● Your goal
I'd like the data beneath this line reproduced exactly, without any of its images.

● Material to process
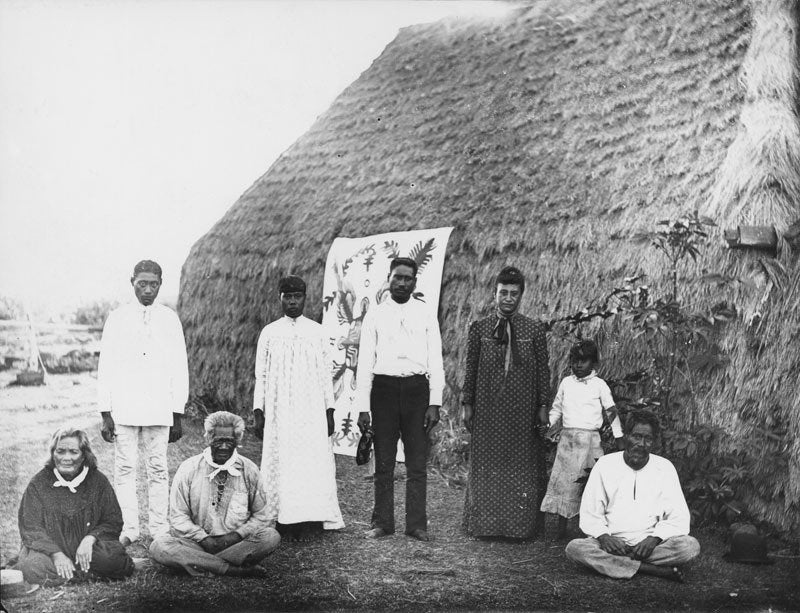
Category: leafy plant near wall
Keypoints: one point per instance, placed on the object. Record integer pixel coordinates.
(681, 346)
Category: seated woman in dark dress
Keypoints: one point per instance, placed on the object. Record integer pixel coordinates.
(69, 518)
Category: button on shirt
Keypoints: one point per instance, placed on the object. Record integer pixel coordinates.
(243, 505)
(143, 375)
(580, 403)
(399, 340)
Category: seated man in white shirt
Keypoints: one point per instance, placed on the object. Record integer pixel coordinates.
(634, 511)
(219, 509)
(399, 390)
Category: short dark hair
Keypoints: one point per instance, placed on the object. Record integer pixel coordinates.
(642, 416)
(291, 283)
(412, 264)
(89, 459)
(511, 275)
(584, 350)
(147, 266)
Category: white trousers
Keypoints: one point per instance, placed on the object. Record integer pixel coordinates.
(672, 552)
(179, 552)
(126, 462)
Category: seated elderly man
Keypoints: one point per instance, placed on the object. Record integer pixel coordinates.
(634, 511)
(219, 510)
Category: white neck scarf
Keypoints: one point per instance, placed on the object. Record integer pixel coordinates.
(229, 466)
(587, 377)
(61, 482)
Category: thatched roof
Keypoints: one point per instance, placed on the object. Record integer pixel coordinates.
(548, 137)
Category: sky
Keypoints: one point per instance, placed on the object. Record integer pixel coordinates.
(128, 128)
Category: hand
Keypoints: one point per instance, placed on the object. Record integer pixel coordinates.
(107, 429)
(468, 417)
(176, 431)
(64, 566)
(215, 544)
(644, 549)
(331, 425)
(258, 424)
(554, 432)
(212, 544)
(431, 418)
(613, 545)
(364, 421)
(83, 556)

● Task output
Category: leafy plant near wall
Keypoints: one point per instance, placed on the object. Record integer pixel coordinates.
(681, 346)
Category: seated woman in dark dress
Keypoints: one point per instance, placed on the object. Record integer pixel coordinates.
(69, 518)
Category: button on shirt
Keypoints: one point per instance, placed on the object. Record integer pixel coordinates.
(243, 505)
(143, 375)
(580, 403)
(399, 340)
Category: seated man in white shirt
Keypoints: one point per instance, placed on the object. Record integer pixel coordinates.
(634, 511)
(219, 509)
(399, 390)
Category: short dark hair
Keypoints: one point per instance, placed on the object. Record integer pixel coordinates.
(642, 416)
(291, 283)
(412, 264)
(89, 459)
(511, 275)
(584, 350)
(147, 266)
Category: white trousers
Keypoints: one point per instance, placed on the object. Record integer pixel coordinates.
(672, 552)
(179, 552)
(126, 462)
Category: seated elderly man
Keypoints: one point per instance, placed on the object. Record integer pixel coordinates.
(634, 511)
(219, 510)
Category: white neck scarf
Keypoints: one point per instance, placed on the object. Record integer pixel coordinates.
(229, 466)
(587, 377)
(61, 482)
Category: thatched roof
Keypoints: one point per instance, placed on the object. Record integer pixel coordinates.
(548, 137)
Category: sky
Keypoints: one point per instance, placed on the object. Record integer pixel coordinates.
(128, 128)
Category: hand
Keypoints: one point per instance, placed on the object. Record integer pixel coordinates.
(107, 429)
(468, 417)
(176, 431)
(64, 566)
(215, 544)
(644, 549)
(331, 425)
(258, 424)
(554, 432)
(212, 544)
(431, 418)
(613, 545)
(364, 421)
(83, 556)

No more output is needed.